## THE REQUEST:
Copy out the listing below, swapping every "one point per instance" for "a single point per instance" and leaving everything else untouched.

## INFORMATION SUPPLIED:
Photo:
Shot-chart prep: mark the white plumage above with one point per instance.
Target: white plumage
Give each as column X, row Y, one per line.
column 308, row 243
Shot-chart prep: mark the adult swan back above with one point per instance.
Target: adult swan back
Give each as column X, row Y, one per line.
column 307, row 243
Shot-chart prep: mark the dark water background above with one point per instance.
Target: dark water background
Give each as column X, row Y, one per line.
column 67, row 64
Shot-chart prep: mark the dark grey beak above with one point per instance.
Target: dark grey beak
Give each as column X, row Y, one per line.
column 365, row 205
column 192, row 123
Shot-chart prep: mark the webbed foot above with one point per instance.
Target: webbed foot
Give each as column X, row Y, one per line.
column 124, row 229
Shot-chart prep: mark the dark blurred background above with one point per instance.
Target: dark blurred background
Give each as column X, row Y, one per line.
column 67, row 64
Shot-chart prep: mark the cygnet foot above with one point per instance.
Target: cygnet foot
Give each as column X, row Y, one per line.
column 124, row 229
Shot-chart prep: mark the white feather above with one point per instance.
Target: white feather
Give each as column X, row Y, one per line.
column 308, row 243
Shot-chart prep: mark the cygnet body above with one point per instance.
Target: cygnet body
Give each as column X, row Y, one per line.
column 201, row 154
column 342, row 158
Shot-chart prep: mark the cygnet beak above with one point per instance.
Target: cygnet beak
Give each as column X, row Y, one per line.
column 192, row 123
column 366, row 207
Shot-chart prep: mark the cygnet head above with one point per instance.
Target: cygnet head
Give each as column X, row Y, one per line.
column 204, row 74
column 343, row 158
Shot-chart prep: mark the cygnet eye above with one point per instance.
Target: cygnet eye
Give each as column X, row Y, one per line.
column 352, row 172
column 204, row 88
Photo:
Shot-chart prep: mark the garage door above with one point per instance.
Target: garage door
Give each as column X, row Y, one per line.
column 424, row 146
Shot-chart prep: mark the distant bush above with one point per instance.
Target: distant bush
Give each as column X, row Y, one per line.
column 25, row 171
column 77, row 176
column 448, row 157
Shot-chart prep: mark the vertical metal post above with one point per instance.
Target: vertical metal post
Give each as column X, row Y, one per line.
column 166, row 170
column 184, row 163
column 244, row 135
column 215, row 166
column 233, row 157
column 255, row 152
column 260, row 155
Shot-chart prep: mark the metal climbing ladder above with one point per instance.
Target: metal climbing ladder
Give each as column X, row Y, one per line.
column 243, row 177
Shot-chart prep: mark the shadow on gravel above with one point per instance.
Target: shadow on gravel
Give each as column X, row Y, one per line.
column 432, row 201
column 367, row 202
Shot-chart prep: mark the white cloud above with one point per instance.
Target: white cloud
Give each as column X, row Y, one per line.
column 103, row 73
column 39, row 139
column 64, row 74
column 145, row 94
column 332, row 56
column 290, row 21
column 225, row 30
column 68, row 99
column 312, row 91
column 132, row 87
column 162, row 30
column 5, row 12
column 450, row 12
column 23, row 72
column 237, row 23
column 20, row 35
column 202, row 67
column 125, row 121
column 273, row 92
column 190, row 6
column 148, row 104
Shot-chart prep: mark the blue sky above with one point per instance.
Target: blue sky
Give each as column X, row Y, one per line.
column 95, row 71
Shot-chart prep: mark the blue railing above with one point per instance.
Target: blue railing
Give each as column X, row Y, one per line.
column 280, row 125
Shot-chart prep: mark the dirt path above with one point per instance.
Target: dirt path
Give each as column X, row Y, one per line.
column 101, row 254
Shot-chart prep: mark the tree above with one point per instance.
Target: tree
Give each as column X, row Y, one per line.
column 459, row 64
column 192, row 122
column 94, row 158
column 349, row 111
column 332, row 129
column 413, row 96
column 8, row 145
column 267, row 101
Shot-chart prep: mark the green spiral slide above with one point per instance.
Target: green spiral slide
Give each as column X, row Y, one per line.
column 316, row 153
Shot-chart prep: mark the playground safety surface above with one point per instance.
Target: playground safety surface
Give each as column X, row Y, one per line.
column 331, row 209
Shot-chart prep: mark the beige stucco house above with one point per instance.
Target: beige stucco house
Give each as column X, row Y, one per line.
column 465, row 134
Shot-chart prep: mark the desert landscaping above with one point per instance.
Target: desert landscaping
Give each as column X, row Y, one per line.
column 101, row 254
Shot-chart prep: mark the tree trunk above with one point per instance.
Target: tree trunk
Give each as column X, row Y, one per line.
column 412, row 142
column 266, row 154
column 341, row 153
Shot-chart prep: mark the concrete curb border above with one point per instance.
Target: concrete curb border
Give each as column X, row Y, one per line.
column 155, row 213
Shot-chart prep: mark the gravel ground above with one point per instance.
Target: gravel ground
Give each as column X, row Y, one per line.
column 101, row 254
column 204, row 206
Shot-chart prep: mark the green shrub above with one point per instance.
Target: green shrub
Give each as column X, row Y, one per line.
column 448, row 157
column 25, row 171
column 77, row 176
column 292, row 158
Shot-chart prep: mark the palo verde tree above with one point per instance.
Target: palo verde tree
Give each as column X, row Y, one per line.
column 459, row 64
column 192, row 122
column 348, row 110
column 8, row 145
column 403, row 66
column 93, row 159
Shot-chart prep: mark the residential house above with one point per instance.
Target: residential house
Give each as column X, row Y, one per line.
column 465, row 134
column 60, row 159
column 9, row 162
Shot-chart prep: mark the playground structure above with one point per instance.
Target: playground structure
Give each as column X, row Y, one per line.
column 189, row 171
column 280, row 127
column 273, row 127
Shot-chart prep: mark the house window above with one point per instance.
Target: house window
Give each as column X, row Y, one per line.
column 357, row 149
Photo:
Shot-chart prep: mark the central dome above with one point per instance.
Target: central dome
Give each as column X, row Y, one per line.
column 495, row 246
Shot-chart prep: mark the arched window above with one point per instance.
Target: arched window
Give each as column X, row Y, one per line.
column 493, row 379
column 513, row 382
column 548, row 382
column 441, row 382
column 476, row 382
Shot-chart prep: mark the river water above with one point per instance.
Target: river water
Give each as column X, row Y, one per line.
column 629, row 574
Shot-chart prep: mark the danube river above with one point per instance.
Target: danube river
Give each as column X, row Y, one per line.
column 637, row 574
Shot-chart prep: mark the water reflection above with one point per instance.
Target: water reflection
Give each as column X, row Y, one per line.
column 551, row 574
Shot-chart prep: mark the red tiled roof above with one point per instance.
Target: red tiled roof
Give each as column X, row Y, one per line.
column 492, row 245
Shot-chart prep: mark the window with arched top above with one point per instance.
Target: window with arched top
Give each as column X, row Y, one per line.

## RESPONSE TO THIS TASK:
Photo:
Shot-chart prep: mark the white plumage above with a single point per instance.
Target: white plumage
Give each as column X, row Y, one per line.
column 308, row 243
Shot-chart prep: mark the adult swan back above with a single point per instance.
Target: adult swan back
Give each as column X, row Y, one per line.
column 307, row 243
Shot-chart prep: mark the dark water background above with a single point per instance.
Target: dark water background
Give each as column X, row Y, one per line.
column 67, row 64
Shot-chart prep: mark the dark grey beak above with a single point per instance.
Target: dark grey beak
Give each as column X, row Y, one per line.
column 365, row 205
column 192, row 123
Shot-chart prep: mark the webbed foot above with a single point per instance.
Target: webbed foot
Give each as column X, row Y, one per line.
column 124, row 229
Shot-chart prep: mark the dark blurred background above with a single point per instance.
Target: dark blurred background
Give each as column X, row Y, one per line.
column 67, row 64
Shot-chart prep: mark the cygnet foot above with a single point per instance.
Target: cygnet foot
Give each as column X, row Y, one per line.
column 124, row 229
Shot-chart prep: mark the white feather above with a single point per instance.
Target: white feather
Give each as column X, row Y, one per line.
column 308, row 243
Shot-chart prep: mark the cygnet body above with a single point per instance.
Target: cygnet body
Give each as column X, row Y, one per line.
column 201, row 154
column 342, row 158
Shot-chart prep: mark the cygnet beak above with a single point per instance.
Target: cygnet beak
Give each as column X, row Y, one per line.
column 192, row 123
column 366, row 207
Shot-chart prep: mark the cygnet head above with a single point per instance.
Target: cygnet head
Give each as column X, row Y, one per line.
column 204, row 74
column 343, row 158
Shot-chart prep: mark the cygnet eye above with a single point per instance.
Target: cygnet eye
Give each as column X, row Y, one per line.
column 352, row 172
column 204, row 88
Photo:
Shot-chart prep: mark the garage door above with a single point per instance.
Target: garage door
Give each as column X, row Y, one per line.
column 424, row 146
Shot-chart prep: mark the distant bush above with a single point per instance.
Target: distant bush
Give each as column X, row Y, one per line.
column 25, row 171
column 77, row 176
column 448, row 157
Shot-chart prep: mark the vertical metal post above with a single point per instance.
Target: vertical metal post
Give each as column X, row Y, one per line.
column 166, row 170
column 184, row 163
column 244, row 135
column 215, row 166
column 233, row 157
column 255, row 152
column 260, row 155
Shot-chart prep: mark the metal climbing ladder above with a single point per instance.
Target: metal climbing ladder
Give each as column X, row Y, one per line.
column 243, row 177
Shot-chart prep: mark the shadow on gravel above with a single point per instance.
Target: shadow on gravel
Give each as column X, row Y, one per line.
column 432, row 201
column 367, row 202
Shot-chart prep: mark the white cloud above with a single point per instance.
Target: white cloud
Give each as column X, row Y, one per line.
column 103, row 73
column 39, row 139
column 64, row 74
column 145, row 94
column 332, row 56
column 290, row 21
column 225, row 30
column 68, row 99
column 312, row 91
column 132, row 87
column 162, row 30
column 5, row 12
column 450, row 12
column 23, row 72
column 237, row 23
column 20, row 35
column 202, row 67
column 125, row 121
column 273, row 92
column 190, row 6
column 148, row 104
Shot-chart prep: mark the blue sky above with a single point per instance.
Target: blue sky
Give each as column X, row Y, one per line.
column 95, row 71
Shot-chart prep: mark the blue railing above with a single point per instance.
Target: blue railing
Give each as column X, row Y, one per line.
column 280, row 125
Shot-chart prep: mark the dirt path above with a single point per instance.
Target: dirt path
Give each as column X, row Y, one per line.
column 101, row 254
Shot-chart prep: mark the tree above with a single point per instance.
Target: tree
Give each as column X, row Y, one per line.
column 459, row 64
column 192, row 122
column 94, row 158
column 349, row 111
column 332, row 129
column 413, row 96
column 8, row 145
column 267, row 101
Shot-chart prep: mark the green spiral slide above with a single point per instance.
Target: green spiral slide
Give each as column X, row Y, one per line.
column 316, row 153
Shot-chart prep: mark the playground safety surface above with a single point per instance.
Target: playground safety surface
Give each as column X, row Y, one per line.
column 331, row 209
Shot-chart prep: mark the beige stucco house above with a single point per instance.
Target: beige stucco house
Give each as column X, row Y, one per line.
column 465, row 134
Shot-chart prep: mark the desert landscaping above with a single point per instance.
Target: desert landscaping
Give each as column X, row Y, one per line.
column 101, row 254
Shot-chart prep: mark the tree trunk above with a single point per instance.
Target: tree trunk
Give each as column X, row Y, one per line.
column 412, row 142
column 266, row 154
column 341, row 153
Shot-chart prep: mark the concrete curb border above with a single point per instance.
Target: concrete curb border
Give each as column X, row Y, one per line.
column 155, row 213
Shot-chart prep: mark the gravel ground above with a single point per instance.
Target: gravel ground
Give each as column X, row Y, one per line.
column 101, row 254
column 204, row 206
Shot-chart prep: mark the green shrub above with a single point per instance.
Target: green shrub
Give each as column X, row Y, one per line.
column 448, row 157
column 25, row 171
column 77, row 176
column 292, row 158
Shot-chart prep: mark the palo verde tree above with a single point per instance.
Target: palo verde tree
Give each as column X, row Y, one per line.
column 459, row 64
column 192, row 122
column 348, row 110
column 8, row 145
column 403, row 66
column 93, row 159
Shot-chart prep: mark the residential house above with a single point per instance.
Target: residential house
Give each as column X, row Y, one per line.
column 465, row 134
column 60, row 159
column 9, row 162
Shot-chart prep: mark the playground structure above with a single point per instance.
Target: playground structure
Give each as column X, row Y, one per line.
column 189, row 171
column 280, row 127
column 273, row 127
Shot-chart prep: mark the house window above with a single point per instance.
Target: house window
Give each as column X, row Y, one per line.
column 357, row 149
Photo:
Shot-chart prep: mark the central dome above with a single point per instance.
Target: central dome
Give each as column X, row Y, one per line.
column 495, row 246
Shot-chart prep: mark the arched window above with a single point per instance.
Target: arched window
Give each as column X, row Y, one per line.
column 493, row 379
column 513, row 382
column 548, row 382
column 441, row 382
column 476, row 382
Shot-chart prep: mark the river water above with a single point per instance.
Target: river water
Give each as column X, row Y, one per line.
column 629, row 574
Shot-chart prep: mark the danube river above with a single point per instance.
Target: danube river
Give each as column X, row Y, one per line.
column 637, row 574
Shot-chart prep: mark the water reflection above with a single point per instance.
Target: water reflection
Give each as column X, row Y, one per line.
column 551, row 574
Shot-chart prep: mark the red tiled roof above with a single point per instance.
Target: red tiled roof
Give each as column X, row Y, one per line.
column 492, row 245
Shot-chart prep: mark the window with arched top above with a single point per instance.
Target: window with arched top
Give each as column X, row Y, one per line.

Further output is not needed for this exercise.